━━━━━ Dataset records
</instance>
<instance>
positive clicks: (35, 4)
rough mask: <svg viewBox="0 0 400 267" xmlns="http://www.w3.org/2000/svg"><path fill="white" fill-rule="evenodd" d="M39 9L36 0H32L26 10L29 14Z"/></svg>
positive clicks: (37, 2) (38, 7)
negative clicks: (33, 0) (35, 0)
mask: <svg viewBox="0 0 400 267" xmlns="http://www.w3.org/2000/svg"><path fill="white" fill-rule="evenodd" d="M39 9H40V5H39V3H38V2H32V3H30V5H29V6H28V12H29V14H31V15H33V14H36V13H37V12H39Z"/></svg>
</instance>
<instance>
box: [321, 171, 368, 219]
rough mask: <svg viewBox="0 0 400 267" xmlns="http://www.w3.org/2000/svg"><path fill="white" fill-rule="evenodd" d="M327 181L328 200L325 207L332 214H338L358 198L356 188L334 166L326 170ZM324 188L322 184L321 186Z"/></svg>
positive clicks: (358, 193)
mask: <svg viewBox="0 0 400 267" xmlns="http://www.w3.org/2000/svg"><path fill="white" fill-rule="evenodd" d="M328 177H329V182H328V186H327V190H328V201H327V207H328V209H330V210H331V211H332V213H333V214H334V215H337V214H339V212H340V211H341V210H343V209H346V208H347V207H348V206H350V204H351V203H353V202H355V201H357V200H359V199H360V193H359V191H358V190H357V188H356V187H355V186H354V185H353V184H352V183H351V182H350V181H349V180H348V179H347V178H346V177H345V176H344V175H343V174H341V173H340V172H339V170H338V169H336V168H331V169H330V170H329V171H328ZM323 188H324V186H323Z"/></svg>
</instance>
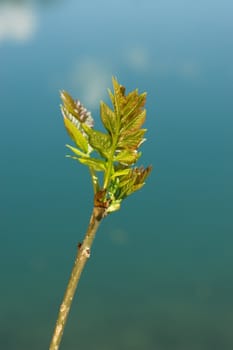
━━━━━━━━━━
## Exercise aim
Identify every line of the listing above that contains the string "rule", and copy each of those lines in full. Case counts.

## Solution to this exercise
rough mask: <svg viewBox="0 0 400 267" xmlns="http://www.w3.org/2000/svg"><path fill="white" fill-rule="evenodd" d="M39 9L36 0H32L26 10L29 14Z"/></svg>
mask: <svg viewBox="0 0 400 267" xmlns="http://www.w3.org/2000/svg"><path fill="white" fill-rule="evenodd" d="M39 9H40V5H39V3H38V2H32V3H30V5H29V6H28V12H29V14H31V15H33V14H36V13H37V12H39Z"/></svg>
rough mask: <svg viewBox="0 0 400 267" xmlns="http://www.w3.org/2000/svg"><path fill="white" fill-rule="evenodd" d="M327 181L328 200L325 207L332 214H338L358 198L356 188L334 166L326 170ZM324 188L322 184L321 186Z"/></svg>
mask: <svg viewBox="0 0 400 267" xmlns="http://www.w3.org/2000/svg"><path fill="white" fill-rule="evenodd" d="M328 177H329V182H328V186H327V190H328V201H327V207H328V209H330V210H331V211H332V213H333V214H334V215H337V214H339V212H340V211H341V210H343V209H346V208H347V207H348V206H350V204H351V203H353V202H355V201H357V200H359V199H360V193H359V191H358V190H357V188H356V187H355V186H354V185H353V184H352V183H351V182H350V181H349V180H348V179H347V178H346V177H345V176H344V175H343V174H341V173H340V172H339V170H338V169H336V168H331V169H330V170H329V171H328ZM323 188H324V186H323Z"/></svg>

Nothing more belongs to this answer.